▸ Aim of the exercise: Write out the lines below as a numbered list, skipping blank lines and leaving out the pictures.

──────── Recorded information

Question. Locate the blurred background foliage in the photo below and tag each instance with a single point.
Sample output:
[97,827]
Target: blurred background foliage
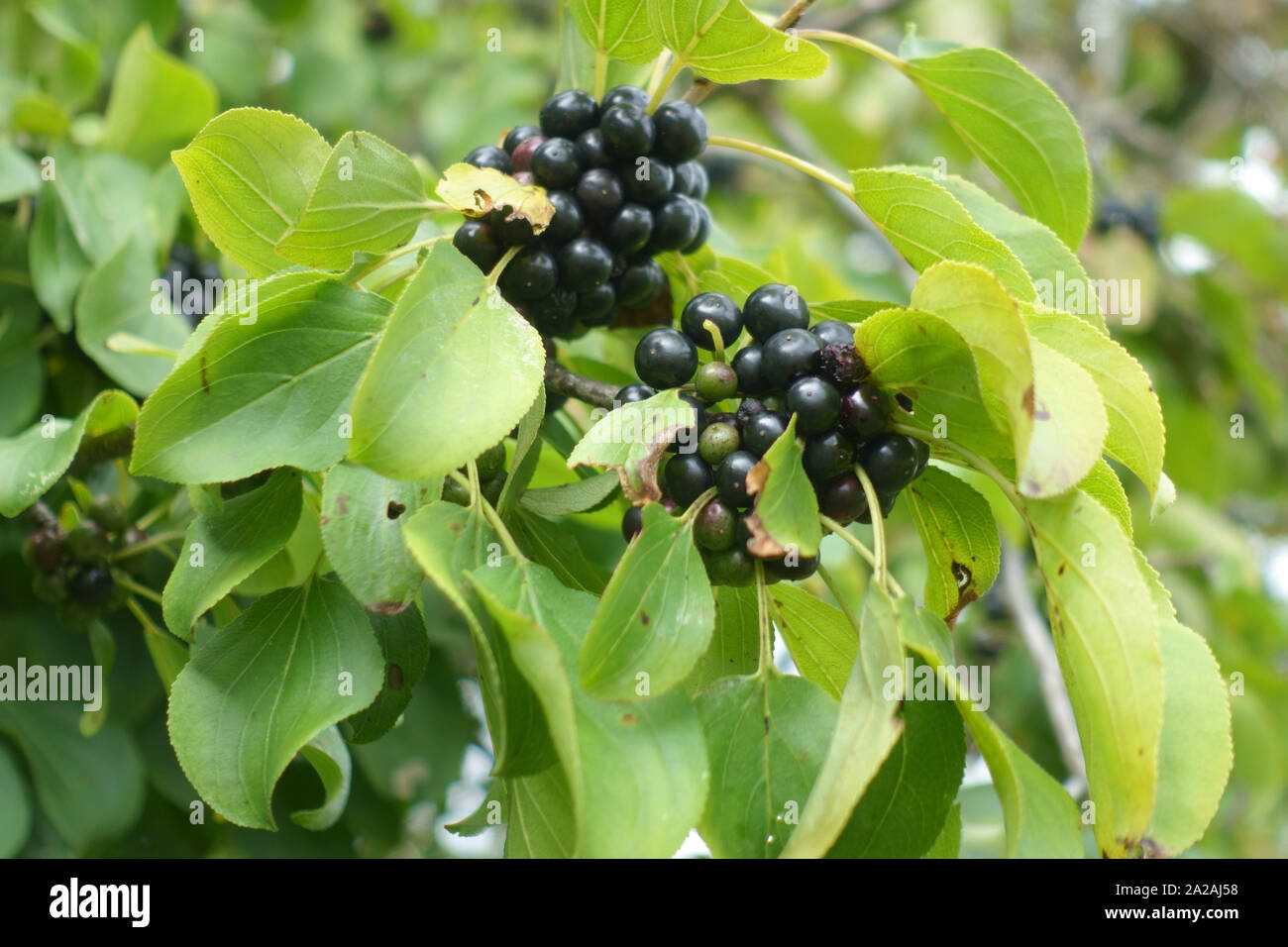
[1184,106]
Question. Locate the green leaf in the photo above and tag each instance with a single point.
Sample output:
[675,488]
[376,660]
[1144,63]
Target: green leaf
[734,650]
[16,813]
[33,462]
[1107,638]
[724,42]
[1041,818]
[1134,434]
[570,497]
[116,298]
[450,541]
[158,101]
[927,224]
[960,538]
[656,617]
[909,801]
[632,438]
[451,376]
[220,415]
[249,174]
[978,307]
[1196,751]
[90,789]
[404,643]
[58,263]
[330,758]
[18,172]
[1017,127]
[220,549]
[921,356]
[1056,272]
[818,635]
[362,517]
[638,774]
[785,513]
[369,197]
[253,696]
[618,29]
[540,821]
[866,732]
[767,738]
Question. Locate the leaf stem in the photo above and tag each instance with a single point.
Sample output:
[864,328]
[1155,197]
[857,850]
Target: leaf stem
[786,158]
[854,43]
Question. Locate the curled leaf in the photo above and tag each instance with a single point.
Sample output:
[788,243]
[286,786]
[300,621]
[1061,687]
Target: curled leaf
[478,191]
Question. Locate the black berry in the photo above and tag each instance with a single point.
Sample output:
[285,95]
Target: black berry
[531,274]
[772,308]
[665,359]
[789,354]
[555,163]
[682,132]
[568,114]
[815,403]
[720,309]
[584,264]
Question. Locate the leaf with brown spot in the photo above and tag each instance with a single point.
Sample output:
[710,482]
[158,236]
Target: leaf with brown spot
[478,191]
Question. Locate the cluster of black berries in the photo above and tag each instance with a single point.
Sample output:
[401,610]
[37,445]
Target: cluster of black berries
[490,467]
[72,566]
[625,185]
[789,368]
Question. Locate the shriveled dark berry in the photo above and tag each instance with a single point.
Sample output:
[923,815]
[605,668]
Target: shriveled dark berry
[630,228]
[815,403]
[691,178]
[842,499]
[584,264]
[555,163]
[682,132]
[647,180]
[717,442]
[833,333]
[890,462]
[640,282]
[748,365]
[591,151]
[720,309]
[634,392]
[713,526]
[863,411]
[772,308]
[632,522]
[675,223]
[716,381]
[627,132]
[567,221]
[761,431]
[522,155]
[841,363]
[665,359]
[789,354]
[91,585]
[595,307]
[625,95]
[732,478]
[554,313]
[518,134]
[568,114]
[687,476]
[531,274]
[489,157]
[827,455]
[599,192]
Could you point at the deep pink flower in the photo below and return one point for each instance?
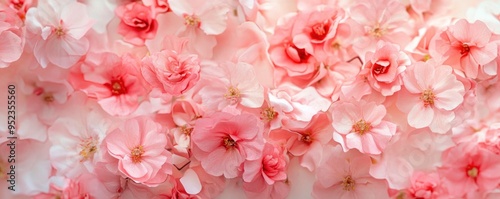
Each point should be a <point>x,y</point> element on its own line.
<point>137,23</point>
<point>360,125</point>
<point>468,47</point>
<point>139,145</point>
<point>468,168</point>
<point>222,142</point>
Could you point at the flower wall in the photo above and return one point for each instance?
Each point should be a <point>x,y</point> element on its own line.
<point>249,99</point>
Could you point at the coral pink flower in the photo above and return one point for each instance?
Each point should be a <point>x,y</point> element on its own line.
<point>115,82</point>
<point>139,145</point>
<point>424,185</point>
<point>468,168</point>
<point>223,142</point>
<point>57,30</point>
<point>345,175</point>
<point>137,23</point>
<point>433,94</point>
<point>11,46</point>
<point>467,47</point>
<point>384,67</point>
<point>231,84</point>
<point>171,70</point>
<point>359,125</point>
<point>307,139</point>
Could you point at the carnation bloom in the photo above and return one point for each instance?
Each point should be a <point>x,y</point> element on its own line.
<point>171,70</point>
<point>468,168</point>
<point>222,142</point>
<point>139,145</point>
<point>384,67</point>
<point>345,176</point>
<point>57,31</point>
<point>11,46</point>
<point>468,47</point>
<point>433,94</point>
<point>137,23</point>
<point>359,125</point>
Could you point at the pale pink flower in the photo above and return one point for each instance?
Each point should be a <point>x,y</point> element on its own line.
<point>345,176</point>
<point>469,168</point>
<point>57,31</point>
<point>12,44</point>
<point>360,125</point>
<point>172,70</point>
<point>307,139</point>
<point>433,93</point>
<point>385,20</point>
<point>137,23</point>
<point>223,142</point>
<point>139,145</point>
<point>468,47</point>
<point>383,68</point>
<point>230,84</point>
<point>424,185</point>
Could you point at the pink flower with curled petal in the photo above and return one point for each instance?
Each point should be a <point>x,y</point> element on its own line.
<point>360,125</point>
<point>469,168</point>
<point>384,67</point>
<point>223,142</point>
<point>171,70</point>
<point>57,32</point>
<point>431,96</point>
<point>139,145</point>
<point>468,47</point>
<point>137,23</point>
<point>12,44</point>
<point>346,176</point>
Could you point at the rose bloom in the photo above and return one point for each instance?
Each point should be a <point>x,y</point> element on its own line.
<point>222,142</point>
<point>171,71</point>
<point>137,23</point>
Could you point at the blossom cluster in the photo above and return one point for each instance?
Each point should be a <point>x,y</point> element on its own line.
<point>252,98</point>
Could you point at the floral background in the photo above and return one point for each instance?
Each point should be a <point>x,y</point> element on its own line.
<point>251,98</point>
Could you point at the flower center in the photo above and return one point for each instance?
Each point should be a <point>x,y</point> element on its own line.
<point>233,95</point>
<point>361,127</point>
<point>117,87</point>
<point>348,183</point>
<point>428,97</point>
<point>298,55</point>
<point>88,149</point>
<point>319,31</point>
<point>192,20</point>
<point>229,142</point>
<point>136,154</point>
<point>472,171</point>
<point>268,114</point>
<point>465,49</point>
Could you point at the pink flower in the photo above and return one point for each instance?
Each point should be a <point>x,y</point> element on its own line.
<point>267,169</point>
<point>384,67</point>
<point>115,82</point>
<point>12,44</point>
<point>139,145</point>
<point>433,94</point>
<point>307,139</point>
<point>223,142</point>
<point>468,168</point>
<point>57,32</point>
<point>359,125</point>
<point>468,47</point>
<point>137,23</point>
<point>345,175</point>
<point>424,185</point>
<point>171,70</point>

────────────────

▸ Written solution:
1. Question. Locate the blurred background foliage in the photo below and tag each instance with a single point.
2. Sample output:
3. [97,827]
4. Target: blurred background foliage
5. [1184,106]
6. Question. Locate the green leaf in the photo above and tag each instance with a single point.
7. Sample output:
8. [675,488]
9. [376,660]
10. [1144,63]
11. Target: green leaf
12. [734,650]
13. [16,813]
14. [33,462]
15. [1107,638]
16. [724,42]
17. [1041,818]
18. [1134,434]
19. [570,497]
20. [116,298]
21. [450,541]
22. [158,101]
23. [927,224]
24. [960,538]
25. [656,617]
26. [909,801]
27. [632,438]
28. [451,376]
29. [220,415]
30. [249,174]
31. [978,307]
32. [1196,751]
33. [90,789]
34. [404,643]
35. [58,263]
36. [330,758]
37. [18,172]
38. [1017,127]
39. [220,549]
40. [921,356]
41. [1056,272]
42. [818,635]
43. [362,517]
44. [638,774]
45. [785,513]
46. [369,197]
47. [253,696]
48. [618,29]
49. [540,821]
50. [866,732]
51. [767,738]
52. Question. Locate the leaf stem in the photo above and tag each instance with a single point.
53. Sample output:
54. [864,328]
55. [1155,197]
56. [857,850]
57. Target: leaf stem
58. [786,158]
59. [854,43]
60. Question. Locate the curled leaf in the photo above and tag each instance with a single point.
61. Sample output:
62. [788,243]
63. [286,786]
64. [300,621]
65. [1061,687]
66. Target: curled leaf
67. [478,191]
68. Question. Locate the black berry in the photo above and tag each instance with a single point.
69. Sample output:
70. [285,95]
71. Target: black berry
72. [531,274]
73. [772,308]
74. [665,359]
75. [789,354]
76. [555,163]
77. [682,132]
78. [568,114]
79. [815,403]
80. [720,309]
81. [584,264]
82. Question. Locate the leaf with brown spot in the photo above and tag each instance with a single point.
83. Sample output:
84. [710,482]
85. [158,236]
86. Target: leaf with brown spot
87. [478,191]
88. Question. Locate the cluster of black berries in the photo above and tag each instance with a single point.
89. Sample output:
90. [401,610]
91. [37,445]
92. Target: cluster of black berries
93. [490,467]
94. [72,566]
95. [625,185]
96. [789,368]
97. Question. Locate the shriveled dark berry in the photo above and tag each instance with a single point.
98. Sample output:
99. [923,815]
100. [605,668]
101. Target: shriveled dark berry
102. [630,228]
103. [815,403]
104. [691,178]
105. [842,499]
106. [584,264]
107. [555,163]
108. [682,132]
109. [647,180]
110. [717,442]
111. [833,333]
112. [890,462]
113. [640,282]
114. [748,365]
115. [591,151]
116. [720,309]
117. [634,392]
118. [713,526]
119. [863,411]
120. [772,308]
121. [632,522]
122. [675,223]
123. [716,381]
124. [627,132]
125. [567,221]
126. [761,431]
127. [522,155]
128. [841,363]
129. [665,359]
130. [789,354]
131. [91,585]
132. [595,307]
133. [625,95]
134. [732,478]
135. [554,313]
136. [518,134]
137. [568,114]
138. [687,476]
139. [531,274]
140. [489,157]
141. [827,455]
142. [599,192]
143. Could you point at the deep pink flower in the photo below and return one point for each instance?
144. Each point should be a <point>x,y</point> element on its own line.
145. <point>137,23</point>
146. <point>360,125</point>
147. <point>468,47</point>
148. <point>139,145</point>
149. <point>468,168</point>
150. <point>222,142</point>
151. Could you point at the flower wall in the photo above and return one point for each instance?
152. Each point should be a <point>x,y</point> element on its own line.
153. <point>249,99</point>
154. Could you point at the coral pink flower in the photo above and return one point for each instance?
155. Each point should be a <point>x,y</point> element on its own line.
156. <point>115,82</point>
157. <point>139,145</point>
158. <point>424,185</point>
159. <point>468,168</point>
160. <point>223,142</point>
161. <point>57,30</point>
162. <point>345,175</point>
163. <point>137,23</point>
164. <point>433,94</point>
165. <point>11,46</point>
166. <point>467,47</point>
167. <point>384,67</point>
168. <point>231,84</point>
169. <point>171,70</point>
170. <point>359,125</point>
171. <point>307,139</point>
172. Could you point at the carnation bloom in the photo above and return one point for each instance?
173. Each point should be a <point>x,y</point> element on its own line.
174. <point>171,70</point>
175. <point>468,168</point>
176. <point>222,142</point>
177. <point>139,145</point>
178. <point>384,67</point>
179. <point>345,176</point>
180. <point>57,31</point>
181. <point>11,46</point>
182. <point>468,47</point>
183. <point>433,94</point>
184. <point>137,23</point>
185. <point>359,125</point>
186. Could you point at the pale pink flower in the photo above and return one point for each instance?
187. Each point should be a <point>x,y</point> element on its own line.
188. <point>345,176</point>
189. <point>469,168</point>
190. <point>57,31</point>
191. <point>12,44</point>
192. <point>360,125</point>
193. <point>172,70</point>
194. <point>307,139</point>
195. <point>433,93</point>
196. <point>385,20</point>
197. <point>137,23</point>
198. <point>223,142</point>
199. <point>139,145</point>
200. <point>468,47</point>
201. <point>383,68</point>
202. <point>230,84</point>
203. <point>424,185</point>
204. Could you point at the pink flower with curled petal in the photo above and return one point for each instance?
205. Each point should be a <point>x,y</point> element on its own line.
206. <point>360,125</point>
207. <point>469,168</point>
208. <point>384,67</point>
209. <point>223,142</point>
210. <point>171,70</point>
211. <point>57,32</point>
212. <point>431,96</point>
213. <point>139,145</point>
214. <point>468,47</point>
215. <point>137,23</point>
216. <point>12,44</point>
217. <point>346,176</point>
218. Could you point at the rose bloom in the photo above and return one point for each instance?
219. Each point should be a <point>x,y</point> element on its own line.
220. <point>222,142</point>
221. <point>171,71</point>
222. <point>137,23</point>
223. Could you point at the blossom cluster in the photo above and return one point for each instance?
224. Each point should be a <point>x,y</point> element on its own line.
225. <point>252,98</point>
226. Could you point at the floral background in the photo above and return one point for each instance?
227. Each point should be a <point>x,y</point> element on its own line.
228. <point>251,98</point>
229. Could you point at the flower center in the photo above and return one point for each instance?
230. Each point should be a <point>x,y</point> element on its own line.
231. <point>233,95</point>
232. <point>361,127</point>
233. <point>117,87</point>
234. <point>348,183</point>
235. <point>428,97</point>
236. <point>298,55</point>
237. <point>88,149</point>
238. <point>319,31</point>
239. <point>192,20</point>
240. <point>229,142</point>
241. <point>136,154</point>
242. <point>472,171</point>
243. <point>268,114</point>
244. <point>465,49</point>
245. Could you point at the pink flower in the photo above and return one point for each instance?
246. Each point should be a <point>x,y</point> element on its own line.
247. <point>267,169</point>
248. <point>384,67</point>
249. <point>115,82</point>
250. <point>12,44</point>
251. <point>139,145</point>
252. <point>433,94</point>
253. <point>307,139</point>
254. <point>223,142</point>
255. <point>468,168</point>
256. <point>57,32</point>
257. <point>359,125</point>
258. <point>468,47</point>
259. <point>137,23</point>
260. <point>345,175</point>
261. <point>424,185</point>
262. <point>171,70</point>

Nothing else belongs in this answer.